Extrait choisi
Complaisance, compromis, compromission et complicité. Voilà le dangereux glissement que peut entraîner la présence d’intérêts privés au sein de la direction de centres de recherche publics en agriculture, estime l’agronome Louis Robert. «Je crois que dans l’intérêt public, le privé n’a pas sa place dans ces organisations. Il n’y a pas de compromis possible sur cette question. Je peux sembler intransigeant, mais je crois qu’il est normal qu’il en soit ainsi », a-t-il affirmé lors d’une conférence présentée aujourd’hui à l’Université Laval.
Invité par l’Institut de biologie intégrative et des systèmes (IBIS), ce conseiller en grandes cultures au ministère de l'Agriculture, des Pêcheries et de l'Alimentation du Québec (MAPAQ) n’a pas eu à rappeler la saga dans laquelle il a été plongé au cours des derniers mois. Son auditoire était bien au fait de la tourmente dans laquelle ses prises de position l’ont entraîné et qui ont conduit d’abord à son congédiement, le 24 janvier dernier, puis, à la suite d'un rapport de la protectrice du citoyen, à sa réintégration, le 31 juillet, avec en prime des excuses publiques du premier ministre, François Legault.
D’ailleurs, plusieurs chercheurs qui ont assisté à sa conférence ont profité de la période de questions pour saluer le courage et la droiture exemplaires de ce scientifique qui a dénoncé l’ingérence de l’entreprise privée dans le Centre de recherche sur les grains, une institution publique dont une partie des travaux vise à réduire l'utilisation des pesticides nuisibles à l'environnement.
Louis Robert a rappelé que les choses changent peu à peu en agriculture au Québec et qu’elles vont dans la bonne direction par rapport à l’utilisation des insecticides et des engrais. «Le transfert de connaissances constitue toutefois le maillon faible. Il y a beaucoup de recherches qui permettraient l’adoption de meilleures pratiques agricoles, mais le transfert de connaissances entre les chercheurs et les producteurs agricoles fait défaut. Nous sommes à peine une vingtaine à faire ce travail au MAPAQ, ce qui est nettement insuffisant.»

Travail à faire
(1) Pour chacune des affirmations suivantes, indiquez par oui ou par non si elle est conforme à l'extrait, puis citez textuellement les mots de l'extrait qui permettent de trancher.
(a) Louis Robert a été congédié le 24 janvier.
(b) Selon Louis Robert, une cinquantaine de personnes assurent le transfert de connaissances au MAPAQ.
(c) La conférence de Louis Robert a été présentée à l'Université Laval.
(2) Recopiez fidèlement le passage de l'extrait qui va de « Complaisance, compromis, compromission » à « à l’Université Laval. ».
Le matériel présenté ensuite n'a aucun rapport avec l'extrait.

Liste des données

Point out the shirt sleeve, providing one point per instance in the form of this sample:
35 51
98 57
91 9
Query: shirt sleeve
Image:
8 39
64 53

Corrigé
(1)
(a) Oui : « conduit d’abord à son congédiement, le 24 janvier dernier ».
(b) Non : « Nous sommes à peine une vingtaine à faire ce travail au MAPAQ ».
(c) Oui : « lors d’une conférence présentée aujourd’hui à l’Université Laval ».

(2)
Complaisance, compromis, compromission et complicité. Voilà le dangereux glissement que peut entraîner la présence d’intérêts privés au sein de la direction de centres de recherche publics en agriculture, estime l’agronome Louis Robert. «Je crois que dans l’intérêt public, le privé n’a pas sa place dans ces organisations. Il n’y a pas de compromis possible sur cette question. Je peux sembler intransigeant, mais je crois qu’il est normal qu’il en soit ainsi », a-t-il affirmé lors d’une conférence présentée aujourd’hui à l’Université Laval.